Start of Text
Yes.
I was concerned about sample bias. However, I found this paper.
In Virginia, a cohort of 634 cases of sexual assault and/or homicide dating from 1973 to 1987 was discovered to have retained physical evidence. Since most state legislation that requires evidence storage was enacted in the post-DNA era...the Virginia cases provides a unique opportunity to determine how often DNA testing can be used to identify wrongful convictions. The results can be generalized (with caveats) because the physical evidence was retained for reasons unrelated to the case outcome, and the cases were assigned to the serologist who retained the evidence in a way that did not introduce bias.
They found DNA evidence that was "supportive of exoneration" (versus "inculpative" or "exonerative but insufficient") in 8% of sexual assault convictions (33 in 422) . However, many of the cases provided no determinate evidence, (which means something like too little DNA or no reference DNA). Among cases that provided determinate evidence, 15% (33 in 227) seemed supportive of exoneration.
End of Text
Start of Data records
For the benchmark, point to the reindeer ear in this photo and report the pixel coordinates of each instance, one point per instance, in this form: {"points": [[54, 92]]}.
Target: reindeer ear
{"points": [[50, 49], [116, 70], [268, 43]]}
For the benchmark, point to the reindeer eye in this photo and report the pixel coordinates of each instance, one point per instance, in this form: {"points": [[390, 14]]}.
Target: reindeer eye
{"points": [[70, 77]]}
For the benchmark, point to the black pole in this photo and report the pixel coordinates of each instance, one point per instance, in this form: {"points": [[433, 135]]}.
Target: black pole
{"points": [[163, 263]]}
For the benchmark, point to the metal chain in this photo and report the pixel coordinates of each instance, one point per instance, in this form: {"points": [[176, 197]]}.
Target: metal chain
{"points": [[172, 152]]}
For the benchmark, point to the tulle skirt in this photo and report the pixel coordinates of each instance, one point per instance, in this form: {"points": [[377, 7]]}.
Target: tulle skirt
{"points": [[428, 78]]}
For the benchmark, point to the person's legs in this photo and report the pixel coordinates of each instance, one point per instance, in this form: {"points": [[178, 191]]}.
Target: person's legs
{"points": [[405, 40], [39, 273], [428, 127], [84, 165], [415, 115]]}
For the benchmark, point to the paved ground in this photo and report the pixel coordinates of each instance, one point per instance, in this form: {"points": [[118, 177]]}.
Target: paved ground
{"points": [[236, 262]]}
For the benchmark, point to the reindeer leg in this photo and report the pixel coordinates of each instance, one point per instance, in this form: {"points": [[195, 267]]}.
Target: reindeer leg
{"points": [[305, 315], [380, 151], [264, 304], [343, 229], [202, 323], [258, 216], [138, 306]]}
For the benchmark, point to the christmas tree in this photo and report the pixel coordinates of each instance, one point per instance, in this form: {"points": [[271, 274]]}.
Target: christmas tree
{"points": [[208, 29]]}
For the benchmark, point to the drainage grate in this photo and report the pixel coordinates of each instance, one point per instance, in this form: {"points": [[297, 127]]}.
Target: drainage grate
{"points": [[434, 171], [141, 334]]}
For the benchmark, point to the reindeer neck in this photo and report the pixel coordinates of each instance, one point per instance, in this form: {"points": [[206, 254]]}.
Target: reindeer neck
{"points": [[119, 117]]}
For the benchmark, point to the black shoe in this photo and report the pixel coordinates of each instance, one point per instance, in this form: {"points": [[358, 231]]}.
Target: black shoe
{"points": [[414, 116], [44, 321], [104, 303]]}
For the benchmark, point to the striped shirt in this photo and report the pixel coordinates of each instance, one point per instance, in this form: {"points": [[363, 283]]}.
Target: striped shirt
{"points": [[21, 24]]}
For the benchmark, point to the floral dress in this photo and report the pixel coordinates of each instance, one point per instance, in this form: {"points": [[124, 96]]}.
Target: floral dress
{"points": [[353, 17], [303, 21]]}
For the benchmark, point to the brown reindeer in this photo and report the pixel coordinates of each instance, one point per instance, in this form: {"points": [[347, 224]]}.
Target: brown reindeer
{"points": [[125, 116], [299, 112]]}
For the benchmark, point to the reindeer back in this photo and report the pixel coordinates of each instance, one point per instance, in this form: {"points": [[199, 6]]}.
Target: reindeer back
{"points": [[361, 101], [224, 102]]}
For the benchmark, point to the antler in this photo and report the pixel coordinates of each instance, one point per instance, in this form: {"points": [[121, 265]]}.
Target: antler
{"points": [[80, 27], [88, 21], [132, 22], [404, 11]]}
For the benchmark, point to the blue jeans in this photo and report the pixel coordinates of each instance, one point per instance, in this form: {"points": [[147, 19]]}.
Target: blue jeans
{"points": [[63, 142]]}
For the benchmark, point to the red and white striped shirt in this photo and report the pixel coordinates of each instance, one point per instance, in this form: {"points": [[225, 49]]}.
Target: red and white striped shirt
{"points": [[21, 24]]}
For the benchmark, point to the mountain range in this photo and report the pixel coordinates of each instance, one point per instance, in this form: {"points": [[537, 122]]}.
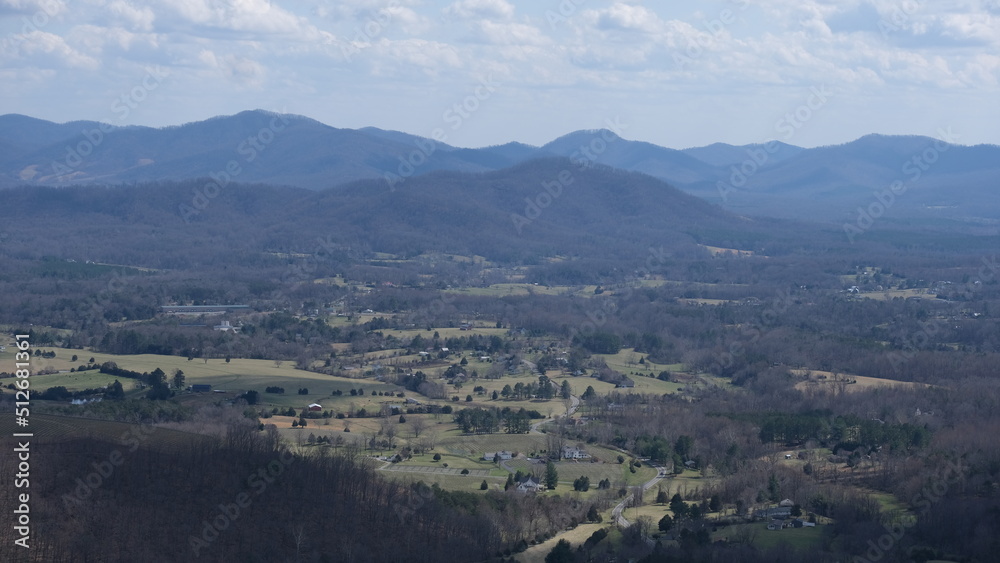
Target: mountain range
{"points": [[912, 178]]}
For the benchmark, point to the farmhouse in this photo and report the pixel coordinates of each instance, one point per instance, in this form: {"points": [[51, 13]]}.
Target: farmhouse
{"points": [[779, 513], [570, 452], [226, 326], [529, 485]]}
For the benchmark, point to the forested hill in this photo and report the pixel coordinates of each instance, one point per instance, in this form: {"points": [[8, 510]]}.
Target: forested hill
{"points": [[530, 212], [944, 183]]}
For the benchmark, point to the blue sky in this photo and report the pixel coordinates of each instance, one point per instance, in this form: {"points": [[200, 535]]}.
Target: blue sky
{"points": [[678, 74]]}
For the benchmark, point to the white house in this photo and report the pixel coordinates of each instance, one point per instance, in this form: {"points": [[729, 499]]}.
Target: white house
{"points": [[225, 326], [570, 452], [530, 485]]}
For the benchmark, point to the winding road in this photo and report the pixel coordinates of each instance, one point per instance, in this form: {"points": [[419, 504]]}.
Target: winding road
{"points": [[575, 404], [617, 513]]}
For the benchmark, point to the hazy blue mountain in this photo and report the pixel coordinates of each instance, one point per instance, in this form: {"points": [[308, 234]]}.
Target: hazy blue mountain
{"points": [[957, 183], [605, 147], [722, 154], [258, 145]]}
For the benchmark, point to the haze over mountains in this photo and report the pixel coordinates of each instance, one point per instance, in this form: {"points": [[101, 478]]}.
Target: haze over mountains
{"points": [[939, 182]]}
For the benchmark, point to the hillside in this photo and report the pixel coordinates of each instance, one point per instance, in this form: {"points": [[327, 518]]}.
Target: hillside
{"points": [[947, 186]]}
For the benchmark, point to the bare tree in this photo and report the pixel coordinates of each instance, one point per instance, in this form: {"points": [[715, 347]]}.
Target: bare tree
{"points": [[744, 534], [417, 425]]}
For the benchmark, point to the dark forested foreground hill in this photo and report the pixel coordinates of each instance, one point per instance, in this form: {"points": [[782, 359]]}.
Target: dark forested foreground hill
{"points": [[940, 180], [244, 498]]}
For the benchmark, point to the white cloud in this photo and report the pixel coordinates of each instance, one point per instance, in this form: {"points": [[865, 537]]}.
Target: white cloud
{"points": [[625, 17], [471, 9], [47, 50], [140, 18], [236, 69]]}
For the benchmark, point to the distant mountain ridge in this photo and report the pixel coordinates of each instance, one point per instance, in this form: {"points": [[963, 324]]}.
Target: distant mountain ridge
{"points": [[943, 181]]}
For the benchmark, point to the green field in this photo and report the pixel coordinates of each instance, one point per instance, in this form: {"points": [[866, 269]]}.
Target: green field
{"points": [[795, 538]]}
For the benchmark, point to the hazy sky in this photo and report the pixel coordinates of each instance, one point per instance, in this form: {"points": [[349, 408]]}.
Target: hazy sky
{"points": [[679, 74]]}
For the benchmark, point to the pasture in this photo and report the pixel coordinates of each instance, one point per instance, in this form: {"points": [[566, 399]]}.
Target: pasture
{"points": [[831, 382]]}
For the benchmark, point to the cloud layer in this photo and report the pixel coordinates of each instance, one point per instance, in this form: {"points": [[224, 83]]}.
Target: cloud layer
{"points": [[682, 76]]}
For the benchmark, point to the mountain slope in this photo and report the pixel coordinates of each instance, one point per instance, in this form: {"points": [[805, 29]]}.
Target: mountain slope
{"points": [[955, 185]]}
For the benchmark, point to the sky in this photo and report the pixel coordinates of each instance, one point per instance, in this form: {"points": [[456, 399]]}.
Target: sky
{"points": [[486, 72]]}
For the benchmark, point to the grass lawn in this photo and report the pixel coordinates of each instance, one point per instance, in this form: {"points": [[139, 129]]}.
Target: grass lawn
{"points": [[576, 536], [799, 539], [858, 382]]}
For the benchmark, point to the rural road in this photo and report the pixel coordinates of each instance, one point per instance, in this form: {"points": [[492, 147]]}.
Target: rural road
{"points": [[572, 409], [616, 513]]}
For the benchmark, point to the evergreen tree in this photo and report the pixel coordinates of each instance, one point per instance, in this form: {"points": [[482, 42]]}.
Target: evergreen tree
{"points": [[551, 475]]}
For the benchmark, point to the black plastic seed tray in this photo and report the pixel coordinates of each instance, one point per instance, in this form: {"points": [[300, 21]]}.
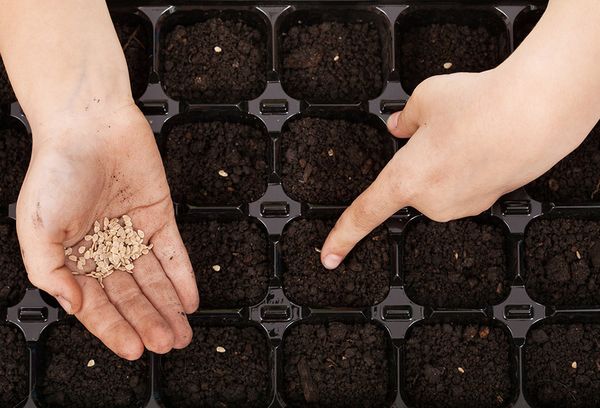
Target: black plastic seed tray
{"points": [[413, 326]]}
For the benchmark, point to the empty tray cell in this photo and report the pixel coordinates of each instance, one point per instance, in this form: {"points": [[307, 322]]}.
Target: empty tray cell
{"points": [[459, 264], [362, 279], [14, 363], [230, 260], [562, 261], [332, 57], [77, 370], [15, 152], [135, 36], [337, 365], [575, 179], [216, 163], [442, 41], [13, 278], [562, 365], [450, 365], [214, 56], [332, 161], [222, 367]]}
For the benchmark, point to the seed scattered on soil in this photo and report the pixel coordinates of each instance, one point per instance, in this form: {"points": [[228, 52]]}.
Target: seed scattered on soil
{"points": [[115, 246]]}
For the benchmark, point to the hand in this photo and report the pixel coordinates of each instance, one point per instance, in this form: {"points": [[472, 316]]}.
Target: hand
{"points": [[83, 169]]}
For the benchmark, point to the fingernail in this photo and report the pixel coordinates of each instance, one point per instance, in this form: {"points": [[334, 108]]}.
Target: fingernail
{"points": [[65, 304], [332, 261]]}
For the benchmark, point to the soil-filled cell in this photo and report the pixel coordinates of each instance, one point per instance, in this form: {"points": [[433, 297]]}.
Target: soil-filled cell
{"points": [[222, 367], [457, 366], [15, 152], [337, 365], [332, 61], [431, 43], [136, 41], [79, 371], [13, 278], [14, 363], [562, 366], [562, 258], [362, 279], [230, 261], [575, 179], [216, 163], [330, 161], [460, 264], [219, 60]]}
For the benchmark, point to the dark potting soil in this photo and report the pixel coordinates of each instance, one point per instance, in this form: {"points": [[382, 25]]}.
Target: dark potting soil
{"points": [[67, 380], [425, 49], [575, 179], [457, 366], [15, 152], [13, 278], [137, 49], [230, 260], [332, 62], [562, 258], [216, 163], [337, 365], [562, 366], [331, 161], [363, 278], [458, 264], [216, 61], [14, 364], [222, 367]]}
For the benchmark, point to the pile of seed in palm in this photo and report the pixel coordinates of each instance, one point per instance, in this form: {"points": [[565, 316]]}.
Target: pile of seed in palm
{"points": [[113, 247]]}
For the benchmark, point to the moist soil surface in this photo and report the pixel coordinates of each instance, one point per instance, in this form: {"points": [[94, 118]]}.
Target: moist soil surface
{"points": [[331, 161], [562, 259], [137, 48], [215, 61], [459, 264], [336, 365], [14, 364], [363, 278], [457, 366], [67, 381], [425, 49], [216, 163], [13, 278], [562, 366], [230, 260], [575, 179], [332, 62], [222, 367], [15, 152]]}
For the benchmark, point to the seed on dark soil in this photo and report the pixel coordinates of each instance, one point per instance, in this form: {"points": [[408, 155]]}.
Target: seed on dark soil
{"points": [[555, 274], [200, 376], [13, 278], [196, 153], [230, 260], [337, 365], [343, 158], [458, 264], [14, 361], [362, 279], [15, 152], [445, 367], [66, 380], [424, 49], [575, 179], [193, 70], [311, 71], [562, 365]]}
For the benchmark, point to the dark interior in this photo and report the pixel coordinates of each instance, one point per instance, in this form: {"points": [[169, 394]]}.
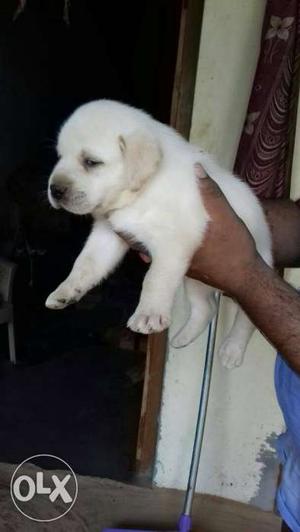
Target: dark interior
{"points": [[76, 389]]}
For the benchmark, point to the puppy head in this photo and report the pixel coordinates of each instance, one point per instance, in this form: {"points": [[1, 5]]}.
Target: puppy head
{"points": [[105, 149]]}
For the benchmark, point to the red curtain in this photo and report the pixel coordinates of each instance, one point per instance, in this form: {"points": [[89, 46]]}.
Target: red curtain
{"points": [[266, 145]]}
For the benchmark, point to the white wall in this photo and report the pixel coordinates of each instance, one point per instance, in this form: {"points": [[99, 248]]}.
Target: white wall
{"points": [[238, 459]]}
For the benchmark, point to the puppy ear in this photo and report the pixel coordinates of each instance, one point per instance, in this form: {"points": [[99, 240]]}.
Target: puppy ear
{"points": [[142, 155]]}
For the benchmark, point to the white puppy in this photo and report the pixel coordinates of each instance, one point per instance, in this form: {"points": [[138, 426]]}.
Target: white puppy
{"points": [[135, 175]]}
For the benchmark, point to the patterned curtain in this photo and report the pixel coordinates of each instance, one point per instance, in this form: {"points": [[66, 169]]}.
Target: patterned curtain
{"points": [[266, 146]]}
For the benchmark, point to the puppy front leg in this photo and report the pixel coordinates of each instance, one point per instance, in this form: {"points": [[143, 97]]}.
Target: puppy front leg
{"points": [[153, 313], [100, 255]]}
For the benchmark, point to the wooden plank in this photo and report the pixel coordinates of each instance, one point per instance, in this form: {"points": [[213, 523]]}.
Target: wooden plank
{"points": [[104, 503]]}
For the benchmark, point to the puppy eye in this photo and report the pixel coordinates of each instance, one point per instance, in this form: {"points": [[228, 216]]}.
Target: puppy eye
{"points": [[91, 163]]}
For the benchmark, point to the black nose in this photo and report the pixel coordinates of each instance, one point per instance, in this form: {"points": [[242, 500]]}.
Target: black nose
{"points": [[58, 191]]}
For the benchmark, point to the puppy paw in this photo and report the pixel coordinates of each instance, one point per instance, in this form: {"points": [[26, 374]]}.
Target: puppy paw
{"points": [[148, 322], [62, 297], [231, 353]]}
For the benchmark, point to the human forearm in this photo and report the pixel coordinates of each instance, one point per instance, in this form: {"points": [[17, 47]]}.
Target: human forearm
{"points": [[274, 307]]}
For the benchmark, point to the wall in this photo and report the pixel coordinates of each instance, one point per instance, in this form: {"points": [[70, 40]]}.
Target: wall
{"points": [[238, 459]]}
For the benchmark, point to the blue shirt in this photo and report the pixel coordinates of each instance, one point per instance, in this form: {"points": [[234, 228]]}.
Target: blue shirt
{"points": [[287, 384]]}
End of Data records
## List of tasks:
1 - In the passage on Virginia DNA testing, how many cases of sexual assault and/or homicide from 1973 to 1987 were found to have retained physical evidence?
2 - Reproduce the stretch from "They found DNA" through "supportive of exoneration." in the passage on Virginia DNA testing.

## Responses in order:
1 - 634 cases.

2 -
They found DNA evidence that was "supportive of exoneration" (versus "inculpative" or "exonerative but insufficient") in 8% of sexual assault convictions (33 in 422) . However, many of the cases provided no determinate evidence, (which means something like too little DNA or no reference DNA). Among cases that provided determinate evidence, 15% (33 in 227) seemed supportive of exoneration.